Natco shows there is more to Indian pharma than generics

Published: 30-Sep-2015

Company is establishing a solid platform for rapid growth

Indian pharmaceutical companies are evolving and moving up the value chain through investments in complex technology driven drugs. Indian pharma majors have started to understand that generics are not the be-all and the end-all and that innovative drugs could show the way forward. Though Natco Pharma's story has been largely focused on Copaxone - its biggest opportunity so far - its cutting edge R&D capabilities have grown at a compound annual growth rate of 20% from 2006 to 2014.

The company's performance in the past year has been outstanding as a result of an evolving business model and increasing growth prospects for the next three years. Apart from a niche product pipeline in the US due for monetisation over the next 2-3 years, deals like Gilead’s Sovaldi are set to provide consistent cash flows.

Increasing probability of Copaxone, Revlimid and Tamiflu launches, and interesting filings in the oncology space in US and EU, have also helped Natco create a solid platform for rapid growth.

Natco Pharma is preparing to launch four to five new products in the US market by the end of next year, through what it terms a differentiated product pipeline of niche and complex generic products. As a result, the company is upgrading its existing manufacturing facilities in India with new product lines and R&D capabilities, while also expanding its formulation facility in Hyderabad.

The company has 36 ANDA (abbreviated new drug application) filings, including 15 Para IV filings with the US FDA. Some of them are first-to-file (FTF) applications targeting a combined market of US$15bn, and 14 approved ANDAs, including two tentative approvals.

[Your tasks]
1. According to the Natco Pharma article, why is the company upgrading its manufacturing facilities in India? Answer in one to three sentences.
2. Answer these questions from the Natco Pharma article:
(a) At what compound annual growth rate did Natco's R&D capabilities grow from 2006 to 2014?
(b) How many ANDA filings does the company have, and how many of them are Para IV filings?
(c) What combined market do some of its first-to-file applications target?
3. Extend the Natco Pharma article by continuing it from the point where it stops.
None of the tasks requires the listing.

[Supplied information]
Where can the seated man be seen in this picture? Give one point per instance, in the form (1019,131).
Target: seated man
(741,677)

[Outputs by task]
1. Natco Pharma is preparing to launch four to five new products in the US market by the end of next year through a differentiated pipeline of niche and complex generic products. As a result, it is upgrading its Indian facilities with new product lines and R&D capabilities.

2.
(a) 20%
(b) 36 ANDA filings, 15 of them Para IV filings
(c) US$15bn

3.
Natco is looking to partner with other global pharma majors to develop and market products for the US. The company has entered into de-risked arrangements with marketing partners, wherein the partner would undertake the responsibility of complex litigation and regulatory issues and securing ANDA approval.

Meanwhile Glenmark is gearing up for complex generic opportunities, namely injectables, inhalers and biosimilars. The company is continuing to invest heavily in R&D over the next two to three years to build its pipeline of speciality products in niche segments. The company has begun working on complex generics including peptides.

Glenmark is to launch 10 to 12 products in the domestic market during the current fiscal year as it looks to increase focus on the Indian market across four key areas: dermatology, diabetes, cardiology and respiratory. India contributes 26% to total sales for the company, while the US accounts for 31% of revenues, its largest market. The company is also launching two drugs in the oncology segment by the end of this fiscal year.

R&D has been consistently growing as a percentage of net sales. From 5% in fiscal 2011, it grew to 7% in 2012, 8% in 2013, 20% in 2014 and 9% the following year.